Maestra Keri-Lynn Wilson

Par Wah Keung Chan / 1 mars 2010

English Version...


Diriger un grand orchestre, c’est comme prendre le volant d’une Mercedes : on roule dans le confort le plus absolu », déclare Keri-Lynn Wilson, la plus connue des chefs d’orchestre de sexe féminin au Canada. Et comment est-elle arrivée sur le podium ? Par hasard. « J’observais le cours de direction d’orchestre à Juilliard quand quelqu’un m’a demandé si j’allais me présenter à une audition », raconte-t-elle. Elle a répondu non, elle ne faisait que regarder, mais un peu plus tard, elle s’est dit que ce serait vraiment une bonne idée. Elle a consacré les six mois suivants à se préparer à cette fameuse audition.

Cette préparation lui a demandé énormément de travail. Il fallait passer des examens écrits en histoire et théorie de la musique, connaître chaque instrument, chaque compositeur, tout le répertoire. Il fallait aussi se préparer à des examens pratiques sur la transcription, la lecture à vue, le solfège. Quelques candidats sont ensuite choisis pour diriger l’orchestre de Juilliard, dernier test qui permettra de sélectionner deux heureux élus sur les centaines qui se présentent. Pour cette première expérience, Mme Wilson a dirigé le Sacre du printemps et la Symphonie no 8 de Beethoven. « Bien sûr, j’étais nerveuse, se remémore la musicienne de 42 ans, mais pas tant que ça. Les chefs d’orchestre sont des gens très téméraires. Ils ont une force qui leur vient de leur énergie, de leur travail de préparation et de leur savoir. Quand on connaît sa partition, on se sent bien. Ce que les jeunes chefs connaissent moins bien, c’est la gestuelle, l’interprétation physique; même s’ils ont tout compris dans leur tête, il faut que ça sorte physiquement. »

Personne ne dira que Keri-Lynn Wilson est partie de rien. « J’avais déjà passé 12 ans sous la férule d’un chef d’orchestre. Cela représente tout un bagage de connaissances, d’observation et d’initiation à différents styles. Mais je me suis tout de même sentie bizarre. » Ce qui n’est pas bizarre, en revanche, c’est sa passion pour la musique, qui a commencé quand elle n’avait que trois ans. Issue d’une famille mélomane (son père était professeur de violon et chef de l’Orchestre des jeunes de Winnipeg), Mme Wilson a étudié le piano avec sa grand-mère et un peu le chant, sans succès, auprès de son grand-père, avant de se mettre au violon avec son père, puis de se tourner vers la flûte. La maison résonnait toujours de sonorités, et pour une fille aussi passionnée de musique, c’était merveilleux. « J’étais musicienne dans chaque fibre de mon être, dit-elle, je ne pouvais m’en passer. »

**Énoncé 1**
Dans le portrait de Keri-Lynn Wilson :
(a) Combien de mois a-t-elle consacrés à préparer l'audition de Juilliard ?
(b) Quelles œuvres a-t-elle dirigées lors de cette première expérience ?
(c) Avec qui a-t-elle étudié le piano ?
**Énoncé 2**
Pouvez-vous reprendre le portrait de Keri-Lynn Wilson à la suite de son dernier paragraphe et le poursuivre ?
Ces lignes ne servent à rien ici.

(Données tirées d'une collection)
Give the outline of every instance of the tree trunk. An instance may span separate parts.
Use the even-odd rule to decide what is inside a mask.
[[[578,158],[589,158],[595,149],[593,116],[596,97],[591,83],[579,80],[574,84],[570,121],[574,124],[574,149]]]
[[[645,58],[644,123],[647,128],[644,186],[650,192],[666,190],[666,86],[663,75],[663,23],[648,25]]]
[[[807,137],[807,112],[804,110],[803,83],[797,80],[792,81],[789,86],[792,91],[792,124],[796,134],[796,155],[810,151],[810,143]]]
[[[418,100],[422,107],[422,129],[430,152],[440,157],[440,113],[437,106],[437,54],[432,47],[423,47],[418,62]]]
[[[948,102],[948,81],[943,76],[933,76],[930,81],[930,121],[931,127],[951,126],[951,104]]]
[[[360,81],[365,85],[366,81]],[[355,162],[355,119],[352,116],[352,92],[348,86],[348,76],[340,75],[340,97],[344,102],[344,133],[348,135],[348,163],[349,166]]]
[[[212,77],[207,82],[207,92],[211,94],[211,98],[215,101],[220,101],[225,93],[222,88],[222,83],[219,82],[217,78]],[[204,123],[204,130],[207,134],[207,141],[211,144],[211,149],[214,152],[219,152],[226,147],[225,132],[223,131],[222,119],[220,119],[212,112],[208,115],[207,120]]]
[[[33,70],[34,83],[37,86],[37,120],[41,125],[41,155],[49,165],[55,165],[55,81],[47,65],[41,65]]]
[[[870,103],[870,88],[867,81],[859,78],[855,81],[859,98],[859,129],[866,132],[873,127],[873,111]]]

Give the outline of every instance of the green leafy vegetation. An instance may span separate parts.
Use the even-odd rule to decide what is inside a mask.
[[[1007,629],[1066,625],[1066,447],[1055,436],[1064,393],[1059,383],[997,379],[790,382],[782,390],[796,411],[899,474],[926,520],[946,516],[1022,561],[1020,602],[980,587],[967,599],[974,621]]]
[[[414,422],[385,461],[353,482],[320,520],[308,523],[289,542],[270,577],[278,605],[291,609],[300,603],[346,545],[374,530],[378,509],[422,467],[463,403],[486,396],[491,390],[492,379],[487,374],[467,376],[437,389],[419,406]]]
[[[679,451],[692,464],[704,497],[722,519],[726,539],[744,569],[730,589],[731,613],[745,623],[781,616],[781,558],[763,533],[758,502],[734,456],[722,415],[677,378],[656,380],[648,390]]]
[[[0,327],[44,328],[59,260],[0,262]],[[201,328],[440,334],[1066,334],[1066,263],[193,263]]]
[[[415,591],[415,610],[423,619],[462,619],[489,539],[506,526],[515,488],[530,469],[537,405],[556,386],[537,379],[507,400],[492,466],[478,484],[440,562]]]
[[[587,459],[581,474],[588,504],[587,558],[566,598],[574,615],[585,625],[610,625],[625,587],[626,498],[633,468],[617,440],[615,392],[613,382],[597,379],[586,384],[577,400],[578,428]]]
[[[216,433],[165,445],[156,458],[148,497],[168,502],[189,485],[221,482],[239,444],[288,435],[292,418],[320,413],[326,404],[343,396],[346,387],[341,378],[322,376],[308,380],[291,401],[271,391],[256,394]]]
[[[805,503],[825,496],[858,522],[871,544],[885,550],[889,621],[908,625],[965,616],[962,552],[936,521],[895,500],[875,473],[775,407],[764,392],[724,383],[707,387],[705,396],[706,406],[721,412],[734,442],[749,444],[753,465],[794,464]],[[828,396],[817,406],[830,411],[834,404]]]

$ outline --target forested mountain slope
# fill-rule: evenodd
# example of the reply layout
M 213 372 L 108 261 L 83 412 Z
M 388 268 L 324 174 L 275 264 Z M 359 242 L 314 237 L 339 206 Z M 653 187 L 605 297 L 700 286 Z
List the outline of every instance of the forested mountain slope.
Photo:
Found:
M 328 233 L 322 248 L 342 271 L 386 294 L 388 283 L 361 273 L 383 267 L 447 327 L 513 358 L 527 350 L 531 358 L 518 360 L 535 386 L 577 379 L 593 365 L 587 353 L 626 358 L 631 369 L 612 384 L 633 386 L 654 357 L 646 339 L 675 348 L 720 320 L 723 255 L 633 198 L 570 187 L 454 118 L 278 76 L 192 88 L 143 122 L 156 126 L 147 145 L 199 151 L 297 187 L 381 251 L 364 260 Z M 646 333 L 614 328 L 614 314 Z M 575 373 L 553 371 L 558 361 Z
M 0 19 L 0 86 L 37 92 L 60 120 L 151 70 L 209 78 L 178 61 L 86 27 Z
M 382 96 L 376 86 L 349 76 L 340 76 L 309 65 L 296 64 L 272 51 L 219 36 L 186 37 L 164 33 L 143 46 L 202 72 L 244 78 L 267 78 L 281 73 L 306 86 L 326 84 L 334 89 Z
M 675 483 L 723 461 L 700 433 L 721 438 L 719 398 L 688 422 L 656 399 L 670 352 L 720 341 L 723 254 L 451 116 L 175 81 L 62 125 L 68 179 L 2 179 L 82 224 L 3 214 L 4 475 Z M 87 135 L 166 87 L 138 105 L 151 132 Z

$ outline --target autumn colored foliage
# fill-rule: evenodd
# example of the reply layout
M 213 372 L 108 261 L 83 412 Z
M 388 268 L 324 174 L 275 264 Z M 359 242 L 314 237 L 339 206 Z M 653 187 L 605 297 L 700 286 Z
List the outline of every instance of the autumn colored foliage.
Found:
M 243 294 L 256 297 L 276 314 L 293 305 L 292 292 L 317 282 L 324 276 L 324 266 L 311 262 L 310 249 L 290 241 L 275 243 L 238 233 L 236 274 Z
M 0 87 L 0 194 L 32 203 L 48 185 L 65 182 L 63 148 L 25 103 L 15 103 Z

**Réponse rédigée 1**
(a) Six mois.
(b) Le Sacre du printemps et la Symphonie no 8 de Beethoven.
(c) Avec sa grand-mère.

**Réponse rédigée 2**
Keri-Lynn Wilson a continué de jouer de ces trois instruments tout le long de ses études secondaires et elle a subi l’influence de son oncle, le violoncelliste Eric Wilson, qui était le plus brillant des étudiants de Leonard Rose à Juilliard. « Je l’idolâtrais : étudier à Juilliard, rien de plus cool ! » À 13 ans, elle a étudié la flûte pendant deux semaines à Juilliard avec le flûtiste Julius Baker, qui l’a encouragée. Quand est venu le temps d’auditionner à Juilliard, Baker l’a reconnue et on l’a acceptée.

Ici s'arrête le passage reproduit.